Test-drive the GATK tools and Best Practices pipelines on Terra


Check out this blog post to learn how you can get started with GATK and try out the pipelines in preconfigured workspaces (with a user-friendly interface!) without having to install anything.

CollectHsMetrics errors with IllegalStateException: Could not find percentile: 0.2

I'm running CollectHSMetrics using a new interval list, and get the following error:

Exception in thread "main" java.lang.IllegalStateException: Could not find percentile: 0.2
at htsjdk.samtools.util.Histogram.getPercentile(Histogram.java:327)
at picard.analysis.directed.TargetMetricsCollector$PerUnitTargetMetricCollector.calculateTargetCoverageMetrics(TargetMetricsCollector.java:688)
at picard.analysis.directed.TargetMetricsCollector$PerUnitTargetMetricCollector.finish(TargetMetricsCollector.java:626)
at picard.metrics.MultiLevelCollector$AllReadsDistributor.finish(MultiLevelCollector.java:208)
at picard.metrics.MultiLevelCollector.finish(MultiLevelCollector.java:324)
at picard.analysis.directed.CollectTargetedMetrics.doWork(CollectTargetedMetrics.java:153)
at picard.cmdline.CommandLineProgram.instanceMain(CommandLineProgram.java:268)
at picard.cmdline.PicardCommandLine.instanceMain(PicardCommandLine.java:98)
at picard.cmdline.PicardCommandLine.main(PicardCommandLine.java:108)

Java version = 1.8.0_20

I ran ValidateSamFile on my input BAM, and got the following:

11:59:41.844 INFO NativeLibraryLoader - Loading libgkl_compression.so from jar:file:/ifs/rcgroups/clindsley/programs/picard.jar!/com/intel/gkl/native/libgkl_compression.so
[Sat Feb 23 11:59:41 EST 2019] ValidateSamFile INPUT=/ifs/rcgroups/clindsley/chrisg/oAML/feb21/bam/00282155.x.sort.dedup.realign.recal.bam MODE=SUMMARY MAX_OUTPUT=100 IGNORE_WARNINGS=false VALIDATE_INDEX=true INDEX_VALIDATION_STRINGENCY=EXHAUSTIVE IS_BISULFITE_SEQUENCED=false MAX_OPEN_TEMP_FILES=8000 VERBOSITY=INFO QUIET=false VALIDATION_STRINGENCY=STRICT COMPRESSION_LEVEL=5 MAX_RECORDS_IN_RAM=500000 CREATE_INDEX=false CREATE_MD5_FILE=false GA4GH_CLIENT_SECRETS=client_secrets.json USE_JDK_DEFLATER=false USE_JDK_INFLATER=false
[Sat Feb 23 11:59:41 EST 2019] Executing as [email protected] on Linux 2.6.32-358.2.1.el6.x86_64 amd64; Java HotSpot(TM) 64-Bit Server VM 1.8.0_20-b26; Deflater: Intel; Inflater: Intel; Picard version: 2.13.2-SNAPSHOT

I ran IntervalListTools on my interval list and got the following:

[Sun Feb 24 01:19:50 EST 2019] IntervalListTools INPUT=[/ifs/rcgroups/clindsley/chrisg/oAML/feb21/oAML_covered_hg19_picard_baits.interval_list] OUTPUT=/dev/null PADDING=0 UNIQUE=false SORT=true ACTION=CONCAT SCATTER_COUNT=1 INCLUDE_FILTERED=false BREAK_BANDS_AT_MULTIPLES_OF=0 SUBDIVISION_MODE=INTERVAL_SUBDIVISION INVERT=false VERBOSITY=INFO QUIET=false VALIDATION_STRINGENCY=STRICT COMPRESSION_LEVEL=5 MAX_RECORDS_IN_RAM=500000 CREATE_INDEX=false CREATE_MD5_FILE=false GA4GH_CLIENT_SECRETS=client_secrets.json USE_JDK_DEFLATER=false USE_JDK_INFLATER=false
[Sun Feb 24 01:19:50 EST 2019] Executing as [email protected] on Linux 2.6.32-358.2.1.el6.x86_64 amd64; Java HotSpot(TM) 64-Bit Server VM 1.8.0_20-b26; Deflater: Intel; Inflater: Intel; Picard version: 2.13.2-SNAPSHOT
INFO 2019-02-24 01:19:50 IntervalListTools Produced 1715 intervals totalling 495567 unique bases.

══════════════════════════════

> **What to do**
**a)** According to the CollectHsMetrics thread, how many intervals did IntervalListTools produce from the interval list?
**b)** Continue the CollectHsMetrics thread from its last line.
The entries that come next are separate material, unrelated to the CollectHsMetrics thread.

══════════════════════════════

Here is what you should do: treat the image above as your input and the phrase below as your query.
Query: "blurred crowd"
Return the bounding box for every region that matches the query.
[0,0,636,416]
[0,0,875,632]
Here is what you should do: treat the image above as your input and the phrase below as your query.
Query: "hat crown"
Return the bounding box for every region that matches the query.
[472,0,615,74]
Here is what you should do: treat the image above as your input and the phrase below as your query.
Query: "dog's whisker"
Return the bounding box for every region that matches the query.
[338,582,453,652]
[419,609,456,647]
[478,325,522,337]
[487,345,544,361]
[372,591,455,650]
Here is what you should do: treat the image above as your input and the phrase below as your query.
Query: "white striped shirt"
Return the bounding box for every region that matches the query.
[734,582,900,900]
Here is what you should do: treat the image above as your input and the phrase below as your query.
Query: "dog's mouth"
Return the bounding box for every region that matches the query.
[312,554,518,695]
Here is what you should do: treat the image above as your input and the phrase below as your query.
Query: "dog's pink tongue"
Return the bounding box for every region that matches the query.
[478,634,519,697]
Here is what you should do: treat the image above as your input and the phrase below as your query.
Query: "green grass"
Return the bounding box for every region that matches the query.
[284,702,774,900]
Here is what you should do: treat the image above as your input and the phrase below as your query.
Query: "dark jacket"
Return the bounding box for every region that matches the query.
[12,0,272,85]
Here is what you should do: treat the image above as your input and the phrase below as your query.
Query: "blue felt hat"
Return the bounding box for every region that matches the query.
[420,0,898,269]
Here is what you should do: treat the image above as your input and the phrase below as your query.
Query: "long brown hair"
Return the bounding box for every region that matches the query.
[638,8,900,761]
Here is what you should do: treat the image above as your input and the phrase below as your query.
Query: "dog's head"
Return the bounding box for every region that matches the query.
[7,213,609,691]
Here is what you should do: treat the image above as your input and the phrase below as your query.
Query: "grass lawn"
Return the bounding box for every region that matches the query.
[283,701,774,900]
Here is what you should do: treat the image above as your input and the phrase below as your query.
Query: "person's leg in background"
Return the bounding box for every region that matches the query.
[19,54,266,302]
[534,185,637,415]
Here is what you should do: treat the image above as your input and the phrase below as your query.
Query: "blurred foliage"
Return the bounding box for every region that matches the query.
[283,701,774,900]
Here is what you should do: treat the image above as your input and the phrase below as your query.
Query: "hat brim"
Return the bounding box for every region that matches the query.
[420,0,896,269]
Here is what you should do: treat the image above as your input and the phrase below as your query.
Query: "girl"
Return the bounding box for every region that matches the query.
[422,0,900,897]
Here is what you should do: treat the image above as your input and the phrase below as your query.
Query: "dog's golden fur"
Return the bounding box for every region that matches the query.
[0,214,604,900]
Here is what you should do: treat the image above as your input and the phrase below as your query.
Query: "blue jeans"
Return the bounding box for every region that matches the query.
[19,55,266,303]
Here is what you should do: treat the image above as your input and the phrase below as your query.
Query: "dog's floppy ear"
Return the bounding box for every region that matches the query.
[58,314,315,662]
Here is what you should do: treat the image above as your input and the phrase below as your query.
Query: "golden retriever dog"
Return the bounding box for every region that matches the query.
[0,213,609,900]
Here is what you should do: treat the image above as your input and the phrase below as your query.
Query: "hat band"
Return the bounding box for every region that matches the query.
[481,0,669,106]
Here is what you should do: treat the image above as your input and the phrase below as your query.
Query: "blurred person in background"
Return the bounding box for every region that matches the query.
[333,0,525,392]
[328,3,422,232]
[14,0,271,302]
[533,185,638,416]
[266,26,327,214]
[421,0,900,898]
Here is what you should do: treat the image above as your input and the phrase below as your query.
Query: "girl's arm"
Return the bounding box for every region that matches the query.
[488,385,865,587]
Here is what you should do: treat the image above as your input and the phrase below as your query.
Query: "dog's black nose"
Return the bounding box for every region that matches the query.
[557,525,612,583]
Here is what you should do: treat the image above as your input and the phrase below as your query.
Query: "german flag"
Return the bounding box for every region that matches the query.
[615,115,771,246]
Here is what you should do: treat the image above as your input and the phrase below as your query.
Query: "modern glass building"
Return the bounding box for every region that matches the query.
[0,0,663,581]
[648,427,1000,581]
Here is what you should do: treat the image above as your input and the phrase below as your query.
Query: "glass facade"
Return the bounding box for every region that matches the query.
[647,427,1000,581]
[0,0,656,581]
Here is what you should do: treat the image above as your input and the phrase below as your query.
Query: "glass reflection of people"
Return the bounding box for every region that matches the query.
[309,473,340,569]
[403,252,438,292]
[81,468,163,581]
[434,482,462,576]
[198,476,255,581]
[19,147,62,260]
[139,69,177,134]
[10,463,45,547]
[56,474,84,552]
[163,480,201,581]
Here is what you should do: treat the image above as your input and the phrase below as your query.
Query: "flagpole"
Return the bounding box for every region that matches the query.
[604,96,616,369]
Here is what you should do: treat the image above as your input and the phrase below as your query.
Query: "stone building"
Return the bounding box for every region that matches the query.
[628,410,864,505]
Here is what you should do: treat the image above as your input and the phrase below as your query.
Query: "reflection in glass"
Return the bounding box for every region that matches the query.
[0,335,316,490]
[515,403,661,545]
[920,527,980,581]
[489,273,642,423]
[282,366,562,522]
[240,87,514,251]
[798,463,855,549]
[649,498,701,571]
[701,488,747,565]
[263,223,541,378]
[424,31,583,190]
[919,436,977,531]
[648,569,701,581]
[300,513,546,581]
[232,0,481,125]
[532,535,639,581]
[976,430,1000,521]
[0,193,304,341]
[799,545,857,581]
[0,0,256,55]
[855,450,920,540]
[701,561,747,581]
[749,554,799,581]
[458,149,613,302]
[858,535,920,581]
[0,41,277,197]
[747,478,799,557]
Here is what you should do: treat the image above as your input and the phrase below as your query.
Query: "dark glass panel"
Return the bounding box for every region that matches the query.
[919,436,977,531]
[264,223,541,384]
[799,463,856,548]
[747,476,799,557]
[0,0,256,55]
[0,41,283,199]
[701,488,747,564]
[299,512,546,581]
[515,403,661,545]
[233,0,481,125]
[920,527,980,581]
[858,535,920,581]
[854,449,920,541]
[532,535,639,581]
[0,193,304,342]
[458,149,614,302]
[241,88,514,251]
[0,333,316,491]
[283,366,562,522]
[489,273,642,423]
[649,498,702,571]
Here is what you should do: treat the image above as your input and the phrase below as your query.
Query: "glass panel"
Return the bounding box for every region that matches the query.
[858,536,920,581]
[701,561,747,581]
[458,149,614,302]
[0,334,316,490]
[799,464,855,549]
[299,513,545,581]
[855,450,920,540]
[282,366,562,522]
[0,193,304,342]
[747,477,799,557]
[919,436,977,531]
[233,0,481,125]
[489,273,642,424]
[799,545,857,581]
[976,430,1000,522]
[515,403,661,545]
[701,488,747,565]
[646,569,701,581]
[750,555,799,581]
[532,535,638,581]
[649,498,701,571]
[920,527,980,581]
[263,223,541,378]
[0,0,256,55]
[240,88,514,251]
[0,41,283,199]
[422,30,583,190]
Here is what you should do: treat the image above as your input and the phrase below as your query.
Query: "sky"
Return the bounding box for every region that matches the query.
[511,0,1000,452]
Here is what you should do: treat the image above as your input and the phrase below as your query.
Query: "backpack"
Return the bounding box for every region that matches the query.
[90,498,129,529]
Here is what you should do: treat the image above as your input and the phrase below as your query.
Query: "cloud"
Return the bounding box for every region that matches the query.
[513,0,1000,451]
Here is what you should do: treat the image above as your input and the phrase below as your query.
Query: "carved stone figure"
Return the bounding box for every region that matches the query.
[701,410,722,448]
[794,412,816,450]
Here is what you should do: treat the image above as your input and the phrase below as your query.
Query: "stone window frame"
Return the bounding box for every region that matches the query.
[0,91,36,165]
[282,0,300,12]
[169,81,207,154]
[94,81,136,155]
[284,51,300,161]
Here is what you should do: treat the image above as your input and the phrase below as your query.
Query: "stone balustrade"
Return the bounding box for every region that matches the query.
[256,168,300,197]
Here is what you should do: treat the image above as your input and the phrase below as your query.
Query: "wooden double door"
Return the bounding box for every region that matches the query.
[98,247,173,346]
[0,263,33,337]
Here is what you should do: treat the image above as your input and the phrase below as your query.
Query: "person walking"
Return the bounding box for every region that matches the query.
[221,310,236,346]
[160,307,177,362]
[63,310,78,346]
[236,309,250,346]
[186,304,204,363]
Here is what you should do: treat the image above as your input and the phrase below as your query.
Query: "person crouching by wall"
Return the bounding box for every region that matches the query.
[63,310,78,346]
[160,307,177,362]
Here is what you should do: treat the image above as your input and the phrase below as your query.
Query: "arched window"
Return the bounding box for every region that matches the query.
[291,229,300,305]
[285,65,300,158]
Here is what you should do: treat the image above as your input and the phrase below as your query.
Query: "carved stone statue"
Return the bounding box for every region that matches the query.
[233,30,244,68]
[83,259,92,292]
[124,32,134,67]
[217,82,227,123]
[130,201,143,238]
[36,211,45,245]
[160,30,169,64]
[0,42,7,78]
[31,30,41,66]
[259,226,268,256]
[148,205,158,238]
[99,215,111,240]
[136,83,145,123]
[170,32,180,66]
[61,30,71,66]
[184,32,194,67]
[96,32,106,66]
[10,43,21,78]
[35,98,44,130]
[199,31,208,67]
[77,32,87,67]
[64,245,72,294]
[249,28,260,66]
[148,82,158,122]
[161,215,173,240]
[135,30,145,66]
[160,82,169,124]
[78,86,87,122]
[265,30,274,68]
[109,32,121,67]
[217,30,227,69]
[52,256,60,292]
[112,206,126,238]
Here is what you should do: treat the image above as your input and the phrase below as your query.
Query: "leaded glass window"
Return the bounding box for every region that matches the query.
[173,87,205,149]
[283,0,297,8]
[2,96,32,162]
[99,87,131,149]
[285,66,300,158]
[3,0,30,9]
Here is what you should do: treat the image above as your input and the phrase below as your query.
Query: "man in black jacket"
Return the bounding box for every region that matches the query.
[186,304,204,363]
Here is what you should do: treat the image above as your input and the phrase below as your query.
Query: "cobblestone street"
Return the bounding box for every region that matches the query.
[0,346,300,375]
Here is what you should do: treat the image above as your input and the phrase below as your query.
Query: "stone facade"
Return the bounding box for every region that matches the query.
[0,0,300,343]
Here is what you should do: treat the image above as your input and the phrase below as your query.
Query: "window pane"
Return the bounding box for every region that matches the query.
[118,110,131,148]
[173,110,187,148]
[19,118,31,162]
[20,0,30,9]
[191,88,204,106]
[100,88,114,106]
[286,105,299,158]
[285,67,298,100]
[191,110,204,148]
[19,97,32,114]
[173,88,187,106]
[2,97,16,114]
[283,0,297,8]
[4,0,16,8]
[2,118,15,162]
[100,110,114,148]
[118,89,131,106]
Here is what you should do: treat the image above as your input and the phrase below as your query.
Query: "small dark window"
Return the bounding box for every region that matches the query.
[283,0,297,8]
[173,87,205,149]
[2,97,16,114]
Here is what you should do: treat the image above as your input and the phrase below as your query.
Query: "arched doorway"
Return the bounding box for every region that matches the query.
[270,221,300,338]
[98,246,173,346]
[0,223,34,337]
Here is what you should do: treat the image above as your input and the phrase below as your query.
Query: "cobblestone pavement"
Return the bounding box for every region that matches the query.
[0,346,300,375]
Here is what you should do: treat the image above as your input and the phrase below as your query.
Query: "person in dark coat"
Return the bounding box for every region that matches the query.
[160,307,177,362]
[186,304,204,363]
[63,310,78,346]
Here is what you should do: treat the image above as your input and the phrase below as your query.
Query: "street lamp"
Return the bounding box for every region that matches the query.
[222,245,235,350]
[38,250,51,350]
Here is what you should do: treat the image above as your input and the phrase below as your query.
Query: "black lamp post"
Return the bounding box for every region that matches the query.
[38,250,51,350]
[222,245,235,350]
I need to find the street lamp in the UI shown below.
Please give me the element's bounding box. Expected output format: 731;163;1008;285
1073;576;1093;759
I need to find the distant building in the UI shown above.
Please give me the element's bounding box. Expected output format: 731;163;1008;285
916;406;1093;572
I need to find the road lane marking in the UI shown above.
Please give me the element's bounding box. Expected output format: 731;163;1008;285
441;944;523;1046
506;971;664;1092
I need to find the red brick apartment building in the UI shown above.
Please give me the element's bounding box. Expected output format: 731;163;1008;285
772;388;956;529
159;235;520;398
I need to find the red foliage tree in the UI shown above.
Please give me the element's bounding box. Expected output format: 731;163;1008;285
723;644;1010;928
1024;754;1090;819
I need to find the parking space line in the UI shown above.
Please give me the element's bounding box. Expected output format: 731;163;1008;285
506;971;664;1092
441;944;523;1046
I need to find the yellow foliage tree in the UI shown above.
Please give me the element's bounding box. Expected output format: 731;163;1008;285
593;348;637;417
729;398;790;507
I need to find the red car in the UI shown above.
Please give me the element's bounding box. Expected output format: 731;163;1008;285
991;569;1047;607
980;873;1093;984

══════════════════════════════

> **Answers in order**
**a)** 1715 intervals, totaling 495567 unique bases.

**b)**
[Sun Feb 24 01:19:50 EST 2019] picard.util.IntervalListTools done. Elapsed time: 0.01 minutes.
Runtime.totalMemory()=378011648

(Of note, I got similar output for my targets interval list, just not showing it here.)

I have looked for this error online and don't see much that applies to me. The only refs I saw to it were folks with empty interval lists, which is not my problem.

One other piece of info that might be helpful - the problem seems to be the header. I took the current interval list and used it to run CollectHSMetrics on a different BAM with a different header, and it worked fine. I then took an old interval list that I have used successfully for a different project (as recently as last week), combined it with the header for the current project, and got this error. However, I was able to run IntervalListTools on the current interval list (with the problematic header) and got non-zero output, as above (1715 intervals etc). So I'm stumped.

I run CollectHSMetrics all the time and have never run into this problem, so any thoughts would be much appreciated!

thanks
Chris

Best Answer

  • cgibsoncgibson
    Accepted Answer
    OK, problem solved - I had provided a path to an incomplete targets interval list that contained only a header. So in fact I did have an empty interval list, as did others online who were posted about this problem. Should have read my log more carefully - sorry!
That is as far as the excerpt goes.